━━ Provided data

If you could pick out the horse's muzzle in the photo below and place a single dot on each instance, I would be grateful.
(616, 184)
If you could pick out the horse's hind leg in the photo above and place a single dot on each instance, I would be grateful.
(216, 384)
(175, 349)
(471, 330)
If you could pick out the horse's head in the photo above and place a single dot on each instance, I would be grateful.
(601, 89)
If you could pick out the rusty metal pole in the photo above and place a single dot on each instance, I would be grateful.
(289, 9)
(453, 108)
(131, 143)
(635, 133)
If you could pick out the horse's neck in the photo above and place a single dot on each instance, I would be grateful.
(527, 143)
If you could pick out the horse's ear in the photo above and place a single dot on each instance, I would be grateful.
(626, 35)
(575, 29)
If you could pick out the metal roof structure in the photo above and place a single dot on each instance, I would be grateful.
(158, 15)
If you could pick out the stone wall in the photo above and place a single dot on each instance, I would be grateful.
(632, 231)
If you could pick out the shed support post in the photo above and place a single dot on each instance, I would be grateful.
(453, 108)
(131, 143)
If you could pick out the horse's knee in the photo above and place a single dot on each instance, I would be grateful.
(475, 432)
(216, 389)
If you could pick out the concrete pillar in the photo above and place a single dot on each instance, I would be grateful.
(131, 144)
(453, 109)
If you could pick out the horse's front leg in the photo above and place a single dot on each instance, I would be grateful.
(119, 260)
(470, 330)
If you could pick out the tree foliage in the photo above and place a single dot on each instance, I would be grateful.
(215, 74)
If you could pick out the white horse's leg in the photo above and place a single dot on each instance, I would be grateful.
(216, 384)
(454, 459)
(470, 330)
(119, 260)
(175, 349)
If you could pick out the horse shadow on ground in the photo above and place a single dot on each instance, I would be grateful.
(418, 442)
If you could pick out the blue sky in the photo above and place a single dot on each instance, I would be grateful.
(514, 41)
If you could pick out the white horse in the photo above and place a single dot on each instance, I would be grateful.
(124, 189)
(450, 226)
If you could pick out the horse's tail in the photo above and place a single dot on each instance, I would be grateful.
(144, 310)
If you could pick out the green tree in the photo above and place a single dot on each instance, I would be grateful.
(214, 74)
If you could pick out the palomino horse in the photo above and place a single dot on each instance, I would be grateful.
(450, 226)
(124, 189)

━━━━

## [Directions]
Write the records out once more, exactly as shown.

## [Response area]
If you could pick out the horse's muzzle in the photo below and place a single dot on each instance, I would be grateful.
(616, 184)
If you could pick out the horse's hind leg in the photo above and place a single dot on each instance, I would be grateful.
(216, 384)
(175, 349)
(471, 330)
If you could pick out the horse's head in the photo above and place a single dot on each instance, I would be grateful.
(601, 89)
If you could pick out the rusty metal pole in the photo above and place a single dot on each instance, I would be grateful.
(289, 9)
(453, 108)
(131, 143)
(635, 133)
If you could pick out the horse's neck in the photo above and place a single dot on each instance, I would be grateful.
(527, 143)
If you could pick out the horse's ear in the photo above and place a single dot on each instance, I would be grateful.
(626, 35)
(575, 29)
If you could pick out the metal roof structure in the photo above and place a single dot on each instance, I would be grateful.
(158, 15)
If you could pick out the stone wall in the photo above and place a single dot on each instance, I would be grateful.
(632, 231)
If you could pick out the shed support post in the photo above and place a single dot on each instance, I would be grateful.
(453, 108)
(131, 143)
If you could pick out the horse's knee in the photo above and place a single dot on each instance, I would be grateful.
(475, 432)
(216, 389)
If you could pick out the concrete pillar in the photo above and place a single dot on each instance, I would be grateful.
(131, 144)
(453, 109)
If you could pick out the horse's front leg in the photo above and place a single dot on each instance, I would be grateful.
(119, 260)
(470, 330)
If you could pick out the tree foliage in the photo above and place a single dot on each instance, I would be grateful.
(215, 74)
If you could pick out the white horse's leg in the photo above and place a single dot on each instance, I would be grateful.
(216, 384)
(454, 459)
(470, 330)
(119, 260)
(175, 349)
If you could pick out the horse shadow on ground in the photo above and place a single dot on each instance, I would be grateful.
(418, 442)
If you could pick out the blue sky in the photo above and place a single dot on each instance, I would be grateful.
(514, 41)
If you could pick out the white horse in the photo above and place a single dot on each instance, I would be grateful.
(124, 189)
(450, 226)
If you could pick out the horse's tail in the photo above and place a single dot on each instance, I would be grateful.
(144, 310)
If you could pick out the green tree in the photo above and place a single dot on each instance, I would be grateful.
(214, 74)
If you could pick out the palomino horse in the photo above and place a single dot on each instance, I would be grateful.
(450, 226)
(124, 189)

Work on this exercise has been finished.